**Do this**
Please render the material below as a numbered list, dropping any blank lines and leaving the pictures out.

++++ Available data

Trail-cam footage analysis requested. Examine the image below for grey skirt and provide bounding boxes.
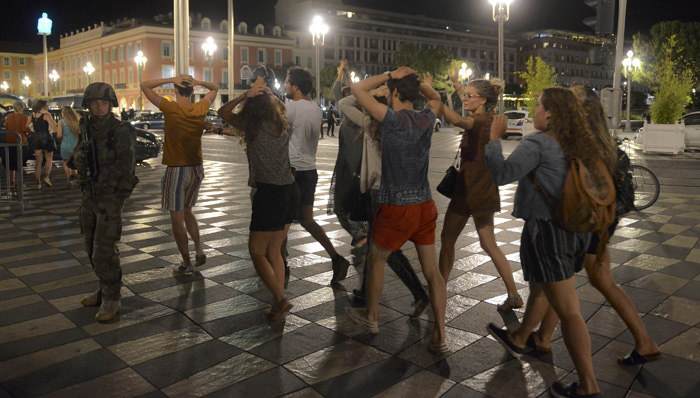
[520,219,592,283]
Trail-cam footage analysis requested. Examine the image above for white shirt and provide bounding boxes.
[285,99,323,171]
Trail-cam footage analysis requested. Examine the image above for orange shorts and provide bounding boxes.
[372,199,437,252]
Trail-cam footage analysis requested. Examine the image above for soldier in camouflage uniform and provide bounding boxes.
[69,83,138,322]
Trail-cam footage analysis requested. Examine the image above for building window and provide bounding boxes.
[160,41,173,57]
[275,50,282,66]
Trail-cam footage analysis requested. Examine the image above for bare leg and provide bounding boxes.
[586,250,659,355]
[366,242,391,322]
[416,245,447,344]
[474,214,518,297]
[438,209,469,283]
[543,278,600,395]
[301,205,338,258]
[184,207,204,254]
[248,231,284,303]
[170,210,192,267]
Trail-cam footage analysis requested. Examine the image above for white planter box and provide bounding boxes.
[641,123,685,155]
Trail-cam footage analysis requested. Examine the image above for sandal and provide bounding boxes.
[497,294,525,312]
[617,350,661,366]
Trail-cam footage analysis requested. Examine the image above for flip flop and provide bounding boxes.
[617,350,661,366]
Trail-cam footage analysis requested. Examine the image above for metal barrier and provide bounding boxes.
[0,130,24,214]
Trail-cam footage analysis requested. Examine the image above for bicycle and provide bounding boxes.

++++++++

**Solution for this exercise**
1. Trail-cam footage analysis requested. Examine the image below for grey skirt and provide bounding boxes.
2. [520,219,592,283]
3. Trail-cam footage analysis requested. Examine the image above for white shirt and provide bounding boxes.
4. [285,99,323,171]
5. Trail-cam footage analysis requested. Examine the image above for orange shorts and provide bounding boxes.
6. [372,199,437,252]
7. Trail-cam footage analysis requested. Examine the image above for soldier in camouflage uniform and provide bounding boxes.
8. [69,83,138,322]
9. Trail-cam footage analysis requested. Examine the image above for building window and provide bounding boxes.
10. [160,41,173,57]
11. [275,50,282,66]
12. Trail-cam footage analysis requested. Examine the image above for bare leg and provide bounding boxes.
13. [586,250,659,355]
14. [366,242,391,322]
15. [416,245,447,344]
16. [474,214,518,297]
17. [438,209,469,283]
18. [543,278,600,395]
19. [301,205,338,258]
20. [184,207,204,254]
21. [248,231,284,303]
22. [170,210,192,267]
23. Trail-cam footage analysis requested. Examine the image above for white planter box and provide bounding boxes.
24. [641,123,685,155]
25. Trail-cam footage analysis requested. Examine the image above for sandal and provide bounding boxes.
26. [497,294,525,312]
27. [617,350,661,366]
28. Trail-cam footage analysis requested. Examine the image above for flip flop and provide bounding boxes.
29. [617,350,661,366]
30. Trail-cam footage analysis requested. Examine the image above for metal barrier and provide bounding boxes.
31. [0,130,24,214]
32. Trail-cam footage analysis requested. Examine the image above for bicycle and provide bounding boxes.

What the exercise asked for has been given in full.